(Object position labeling entries)

+ + + + + + +

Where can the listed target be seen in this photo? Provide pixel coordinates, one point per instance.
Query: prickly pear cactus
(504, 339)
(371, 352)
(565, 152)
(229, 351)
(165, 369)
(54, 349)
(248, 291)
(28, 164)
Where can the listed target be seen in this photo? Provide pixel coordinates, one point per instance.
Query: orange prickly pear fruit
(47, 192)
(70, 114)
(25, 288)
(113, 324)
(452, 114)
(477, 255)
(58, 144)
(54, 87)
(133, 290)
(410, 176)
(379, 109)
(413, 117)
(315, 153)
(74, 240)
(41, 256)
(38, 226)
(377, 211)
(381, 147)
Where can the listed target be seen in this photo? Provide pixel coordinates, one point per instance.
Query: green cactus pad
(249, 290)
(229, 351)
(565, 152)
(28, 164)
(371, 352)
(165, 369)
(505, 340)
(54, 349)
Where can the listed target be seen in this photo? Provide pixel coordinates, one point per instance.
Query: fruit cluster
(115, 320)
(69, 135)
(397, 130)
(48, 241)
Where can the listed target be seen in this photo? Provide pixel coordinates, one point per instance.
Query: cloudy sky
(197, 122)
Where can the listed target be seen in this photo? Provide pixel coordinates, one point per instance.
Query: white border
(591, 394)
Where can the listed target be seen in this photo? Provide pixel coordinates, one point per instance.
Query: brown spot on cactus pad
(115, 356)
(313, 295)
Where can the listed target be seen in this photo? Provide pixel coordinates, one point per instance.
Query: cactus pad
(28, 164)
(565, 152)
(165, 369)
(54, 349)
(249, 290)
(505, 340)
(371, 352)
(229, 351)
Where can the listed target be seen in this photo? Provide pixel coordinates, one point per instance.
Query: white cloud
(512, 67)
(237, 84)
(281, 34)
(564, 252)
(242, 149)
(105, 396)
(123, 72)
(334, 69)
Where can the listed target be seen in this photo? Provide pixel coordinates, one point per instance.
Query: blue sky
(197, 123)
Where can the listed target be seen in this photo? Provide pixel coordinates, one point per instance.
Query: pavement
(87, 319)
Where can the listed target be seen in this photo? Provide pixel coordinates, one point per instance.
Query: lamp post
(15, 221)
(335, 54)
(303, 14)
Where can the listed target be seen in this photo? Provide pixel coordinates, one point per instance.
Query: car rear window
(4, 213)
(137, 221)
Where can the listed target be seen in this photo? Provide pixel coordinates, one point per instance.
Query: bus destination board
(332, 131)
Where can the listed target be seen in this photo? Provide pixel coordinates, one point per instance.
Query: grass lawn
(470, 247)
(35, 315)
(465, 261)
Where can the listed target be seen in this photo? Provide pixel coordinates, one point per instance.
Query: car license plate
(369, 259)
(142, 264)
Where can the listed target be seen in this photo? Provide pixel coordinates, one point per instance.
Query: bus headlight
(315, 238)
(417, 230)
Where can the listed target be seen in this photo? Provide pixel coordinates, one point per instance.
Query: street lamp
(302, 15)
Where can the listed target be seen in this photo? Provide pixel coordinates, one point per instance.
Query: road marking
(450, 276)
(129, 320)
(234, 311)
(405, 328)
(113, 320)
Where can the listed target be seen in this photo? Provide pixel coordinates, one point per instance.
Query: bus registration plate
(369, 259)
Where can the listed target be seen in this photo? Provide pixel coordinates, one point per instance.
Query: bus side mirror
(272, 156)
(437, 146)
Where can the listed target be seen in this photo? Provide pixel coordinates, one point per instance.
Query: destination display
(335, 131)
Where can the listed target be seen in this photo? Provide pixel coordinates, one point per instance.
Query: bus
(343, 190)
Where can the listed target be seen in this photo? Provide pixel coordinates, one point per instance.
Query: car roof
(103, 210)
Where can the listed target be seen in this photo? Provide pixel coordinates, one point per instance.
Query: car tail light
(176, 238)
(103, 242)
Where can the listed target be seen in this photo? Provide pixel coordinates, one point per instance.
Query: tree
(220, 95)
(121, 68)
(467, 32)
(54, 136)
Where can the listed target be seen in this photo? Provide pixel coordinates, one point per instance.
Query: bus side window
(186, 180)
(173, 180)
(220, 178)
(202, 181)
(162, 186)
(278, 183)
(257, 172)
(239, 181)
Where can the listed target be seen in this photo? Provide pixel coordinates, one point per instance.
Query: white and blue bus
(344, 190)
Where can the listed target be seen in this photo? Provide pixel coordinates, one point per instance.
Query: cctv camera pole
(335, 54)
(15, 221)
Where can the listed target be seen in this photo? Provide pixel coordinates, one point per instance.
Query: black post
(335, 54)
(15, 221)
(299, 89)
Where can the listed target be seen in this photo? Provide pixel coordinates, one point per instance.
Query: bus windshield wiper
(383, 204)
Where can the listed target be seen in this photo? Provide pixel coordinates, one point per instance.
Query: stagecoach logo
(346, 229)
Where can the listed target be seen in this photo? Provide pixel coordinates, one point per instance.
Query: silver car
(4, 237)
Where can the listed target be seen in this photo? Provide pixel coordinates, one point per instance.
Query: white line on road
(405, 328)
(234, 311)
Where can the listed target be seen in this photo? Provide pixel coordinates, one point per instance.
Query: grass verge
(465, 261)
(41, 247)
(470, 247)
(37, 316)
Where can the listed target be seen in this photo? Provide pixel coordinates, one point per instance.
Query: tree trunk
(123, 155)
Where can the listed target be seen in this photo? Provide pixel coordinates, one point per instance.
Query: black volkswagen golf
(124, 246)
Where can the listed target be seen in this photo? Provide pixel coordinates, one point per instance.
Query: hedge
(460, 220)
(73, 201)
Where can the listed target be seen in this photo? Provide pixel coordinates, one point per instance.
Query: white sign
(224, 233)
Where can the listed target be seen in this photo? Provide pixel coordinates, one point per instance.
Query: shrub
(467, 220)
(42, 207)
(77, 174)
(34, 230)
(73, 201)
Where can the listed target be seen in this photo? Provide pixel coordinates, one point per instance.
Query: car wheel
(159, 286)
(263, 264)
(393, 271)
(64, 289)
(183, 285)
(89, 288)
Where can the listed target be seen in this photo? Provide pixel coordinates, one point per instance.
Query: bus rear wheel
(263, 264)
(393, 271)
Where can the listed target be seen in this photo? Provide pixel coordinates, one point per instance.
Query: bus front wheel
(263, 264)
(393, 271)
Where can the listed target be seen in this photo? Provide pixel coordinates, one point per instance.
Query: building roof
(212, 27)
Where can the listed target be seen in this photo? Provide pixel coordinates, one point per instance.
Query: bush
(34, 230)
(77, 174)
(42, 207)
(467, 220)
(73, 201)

+ + + + + + +

THE EXERCISE:
The entries above must be returned exactly.

TASK RESULT:
Where can the listed target be seen in this photo? Provide pixel coordinates, one point per instance.
Query: prickly pear cactus
(504, 339)
(371, 352)
(565, 152)
(229, 351)
(165, 369)
(54, 349)
(248, 291)
(28, 164)
Where can the listed target be seen in this photo? Provide pixel coordinates, one point per instance.
Query: orange prickly pear fruit
(47, 192)
(70, 114)
(25, 288)
(113, 324)
(452, 114)
(477, 255)
(58, 144)
(54, 87)
(133, 290)
(410, 176)
(379, 109)
(413, 117)
(315, 153)
(74, 240)
(41, 256)
(38, 226)
(377, 211)
(381, 147)
Where can the listed target be seen in this photo? Provide pixel coordinates, one point per instance.
Query: green cactus pad
(249, 290)
(229, 351)
(565, 152)
(28, 164)
(371, 352)
(165, 369)
(505, 340)
(54, 349)
Where can the listed target be seen in this photo? Provide pixel coordinates, one point per instance.
Query: fruit cluster
(115, 320)
(69, 135)
(397, 130)
(48, 241)
Where can the listed target be seen in this photo? Provide pixel coordinates, one point per instance.
Query: cloudy sky
(197, 122)
Where can the listed target be seen in this photo? Provide pixel coordinates, one point per instance.
Query: white border
(591, 394)
Where can the listed target be seen in this photo? Provide pixel coordinates, one point per instance.
Query: brown spot on cactus pad
(115, 356)
(313, 295)
Where can the listed target be seen in this photo? Provide pixel coordinates, one point per instance.
Query: cactus pad
(28, 164)
(565, 152)
(165, 369)
(54, 349)
(249, 290)
(505, 340)
(371, 352)
(229, 351)
Where can the listed target be seen in this photo? Provide pixel coordinates, one point per instance.
Query: white cloud
(512, 67)
(237, 84)
(281, 34)
(564, 252)
(242, 149)
(105, 396)
(123, 72)
(334, 69)
Where can the listed target be seen in this photo? Provide pixel coordinates, one point per instance.
Query: blue sky
(197, 123)
Where can the listed target be seen in this photo? Provide pixel coordinates, one point per instance.
Query: pavement
(87, 319)
Where can the listed target be seen in this photo? Provide pixel coordinates, one point per instance.
Query: lamp post
(15, 221)
(335, 54)
(303, 14)
Where can the listed target be seen in this photo? Provide pixel coordinates, one point per instance.
Query: car rear window
(4, 213)
(137, 221)
Where can the listed target be seen in this photo? Provide pixel coordinates, one point per instance.
Query: bus destination board
(332, 131)
Where can the listed target be seen in this photo? Provide pixel coordinates, one point per instance.
Query: grass lawn
(470, 247)
(35, 315)
(465, 261)
Where can the listed target be seen in this photo? Provide pixel coordinates, one point per instance.
Query: car license plate
(369, 259)
(142, 264)
Where can the listed target be seen in this photo? Provide pixel coordinates, one point per instance.
Query: bus headlight
(315, 238)
(417, 230)
Where can the listed target be seen in this photo? Provide pixel coordinates, one point per instance.
Query: street lamp
(302, 15)
Where can the listed target be seen in this photo? Provide pixel coordinates, one point per instance.
Query: road marking
(450, 276)
(129, 320)
(234, 311)
(405, 328)
(113, 320)
Where can the listed target be seen in this photo? Provide pixel coordinates, one point per instance.
Query: bus registration plate
(369, 259)
Where can the listed target be seen in this photo? Provide pixel coordinates, one point per instance.
Query: bus side mirror
(272, 156)
(437, 146)
Where can the listed target be seen in this photo? Provide pixel coordinates, one point per instance.
Query: destination display
(335, 131)
Where can the listed target be seen in this photo? Provide pixel coordinates, one point per instance.
Query: bus
(343, 190)
Where can the listed target be seen in this photo? Provide pixel coordinates, one point per instance.
Query: car roof
(103, 210)
Where can the listed target be seen in this photo? Provide pixel coordinates, one point per instance.
Query: car tail light
(176, 238)
(103, 242)
Where can the listed target be seen in this photo? Provide pixel coordinates, one point per instance.
Query: tree
(220, 95)
(121, 68)
(467, 32)
(54, 136)
Where can the listed target be seen in this photo? Provide pixel coordinates, one point per instance.
Query: bus side window
(186, 180)
(173, 180)
(220, 178)
(202, 181)
(162, 186)
(278, 183)
(257, 172)
(239, 181)
Where can the listed target be seen in this photo? Provide pixel coordinates, one point per instance.
Query: white and blue bus
(344, 190)
Where can the listed target be seen in this photo? Provide pixel coordinates, one point per instance.
Query: cctv camera pole
(335, 54)
(15, 221)
Where can the listed target be seen in this photo? Provide pixel coordinates, one point per instance.
Query: black post
(335, 54)
(15, 221)
(299, 89)
Where can the listed target be seen in this photo? Provide pixel coordinates, one point per instance.
Query: bus windshield wiper
(383, 204)
Where can the listed target be seen in this photo? Provide pixel coordinates, one point per instance.
Query: stagecoach logo
(346, 229)
Where can the listed target be seen in this photo? Provide pixel coordinates, one point per instance.
Query: silver car
(4, 237)
Where can the listed target be seen in this photo? Provide pixel coordinates, one point per instance.
Query: white line on road
(405, 328)
(234, 311)
Where can the listed target be seen in this photo? Provide pixel coordinates, one point per instance.
Query: grass verge
(465, 261)
(41, 247)
(470, 247)
(37, 316)
Where can the listed target be seen in this photo? Provide pixel coordinates, one point per instance.
Query: tree trunk
(123, 155)
Where can the listed target be seen in this photo? Provide pixel coordinates, one point per instance.
Query: black volkswagen golf
(124, 246)
Where can the listed target be seen in this photo? Provide pixel coordinates, one point per instance.
Query: hedge
(460, 220)
(73, 201)
Where can the listed target be seen in this photo? Provide pixel coordinates, one point per instance.
Query: white sign
(224, 233)
Where can the listed target be seen in this photo? Provide pixel coordinates, one point per instance.
Query: shrub
(467, 220)
(42, 207)
(77, 174)
(34, 230)
(73, 201)
Where can the listed target be seen in this photo? Provide pixel coordinates, one point per instance.
Query: car wheel
(159, 286)
(263, 264)
(393, 271)
(64, 289)
(183, 285)
(89, 288)
Where can the listed target be seen in this photo? Provide pixel coordinates, one point per instance.
Query: bus rear wheel
(263, 264)
(393, 271)
Where can the listed target be seen in this photo? Provide pixel coordinates, one point per instance.
Query: bus front wheel
(263, 264)
(393, 271)
Where can the listed target be seen in this photo? Provide pixel coordinates, one point per instance.
Query: building roof
(212, 27)
Where can the listed target be seen in this photo? Provide pixel coordinates, one point per instance.
Query: bush
(34, 230)
(77, 174)
(42, 207)
(467, 220)
(73, 201)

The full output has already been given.